=== The problem ===
Copy out the entire listing below word for word, leaving out the pictures.

[Source data start]

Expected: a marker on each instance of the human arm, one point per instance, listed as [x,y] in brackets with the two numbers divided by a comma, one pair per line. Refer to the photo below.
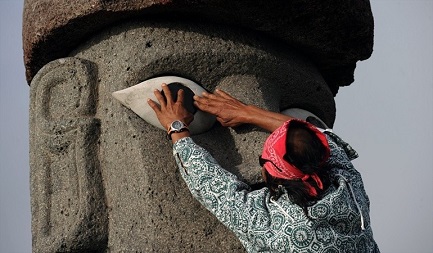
[219,191]
[231,112]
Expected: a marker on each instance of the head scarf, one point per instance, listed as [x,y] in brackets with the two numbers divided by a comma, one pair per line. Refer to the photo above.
[275,149]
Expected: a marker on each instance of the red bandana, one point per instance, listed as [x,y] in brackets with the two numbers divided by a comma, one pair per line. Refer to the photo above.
[275,148]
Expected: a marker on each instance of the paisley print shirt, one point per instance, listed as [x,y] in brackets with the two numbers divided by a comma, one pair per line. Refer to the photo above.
[339,222]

[Source data end]

=== The answer ===
Expected: a marker on each instance of the human arm, one point per instance, listed as [x,y] in brackets with the two numbers divided by a comma, one pair per line. Refer to the photo below.
[219,191]
[231,112]
Expected: a marker on each instance of the head scarf, one point per instance, listed as [x,y] in brackets with the two numbers divided by a comma, one pair per line. Refer to the photo above.
[275,149]
Expected: a marker on each instance of the red bandana, one point per instance, listed as [x,y] in brackets with the two numbers divided by a comma, one pair per line. Refer to the photo above.
[275,148]
Expected: a marker on each instance of the paisley print shirt, one point per instance, listed as [x,y] in brackets with the two numbers divided by a comma, one pair per line. Refer to the photo above.
[339,222]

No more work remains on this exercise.